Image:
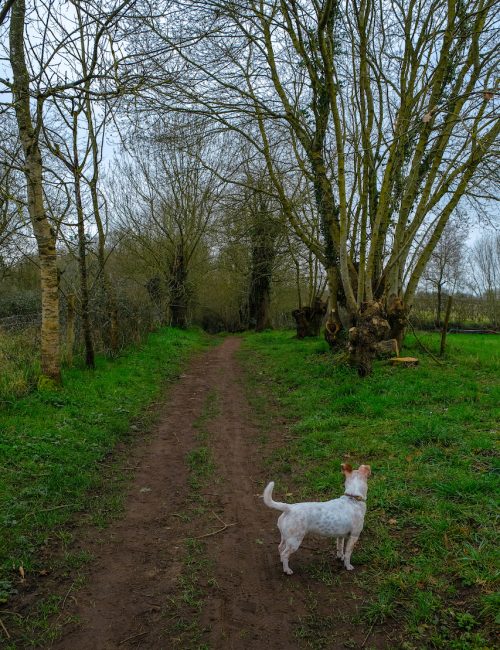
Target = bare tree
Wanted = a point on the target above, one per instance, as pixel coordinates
(446, 265)
(166, 208)
(484, 278)
(39, 58)
(386, 109)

---*---

### [Written instruction]
Transcribe each line of the records above word for word, leaving out the pictures.

### [Answer for this exercise]
Image:
Target = bare tree
Wanted = a point on the target above, one per instance, as pixel coordinates
(446, 265)
(166, 208)
(484, 278)
(39, 58)
(386, 109)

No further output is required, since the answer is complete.